#### GIVEN INSTRUCTION
Extend the call for papers marking the Macauliffe centennial, picking up right after its last sentence.

#### GIVEN TEXT
-------
Dedicated to Centennial Anniversary of
Max Arthur Macauliffe (1837-1913)

21st September 2013, Montreal, Canada

 Brochure pdf

C A L L   F O R   P A P E R S

If we look into the way Sikhism is being preached and practiced today it confirms the statement of Macauliffe made during 1893—1899 [2]: “Hinduism has embraced Sikhism in its folds; the still comparatively young religion is making a vigorous struggle for life, but its ultimate destruction is, it is apprehended, inevitable without State support.” Since that observation of Macauliffe Sikhi (Sikhism), founded by Guru Nanak, is declining steadily without being noticed by the custodians of Sikhi. The major cause in decline for Sikhi is that Gurbani has not been interpreted in its real perspective so far.
-------
#### AVAILABLE DATA

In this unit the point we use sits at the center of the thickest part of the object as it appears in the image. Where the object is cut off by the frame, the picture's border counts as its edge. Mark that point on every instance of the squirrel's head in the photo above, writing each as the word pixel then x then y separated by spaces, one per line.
-------
#### WRITTEN ANSWER
Professor Puran Singh was the first researcher who noticed misinterpretation of Gurbani during 1920s:

“It is to be regretted that Sikh and Hindu scholars are interpreting Guru Nanak in the futile terms of the colour he used, the brush he took; are analyzing the skin and flesh of his words and dissecting texts to find the Guru’s meaning to be the same as of the Vedas and Upanishad! This indicates enslavement to the power of Brahmanical tradition. Dead words are used to interpret the fire of the Master’s soul! The results are always grotesque and clumsy translations which have no meaning at all.” [3]

For the last 90 years Professor Puran Singh’s concern about misinterpretation of Gurbani appears to have been overlooked. Moreover, it is also evident from the recent study of Dr Taran Singh, the then Head of the Department of Sri Guru Granth Sahib Studies, Punjabi University, Patiala that although there have been eight different Explanatory Schools of Aad Guru Granth Sahib (AGGS) (Viakhia Parnalian), which have been working right from Bhai Gurdas to Maherban (Sodhis) to Sadhu Anand Ghan to Nirmalas and Samparday (Santokh Singh and Faridkot Vala Tika) to that of modern theologians like Prof Sahib Singh’s Tika and many other tikas prove that philosophy of Sikh Gurus was not different than that of Brahmanical and Vedic philosophies. He further stressed that although it appears that universities have taken good steps, their research could only establish that the truth in the Aad Guru Granth Sahib (AGGS) is not different than the truth of ancient India. Nevertheless, he acknowledges it as a ‘powerful achievement’ [5 - Foreword]. Now a question arises about 408 years after the compilation of the Aad Guru Granth Sahib:

"Can a standardized methodology be formulated for an ‘authentic’ Interpretation of Gurbani?"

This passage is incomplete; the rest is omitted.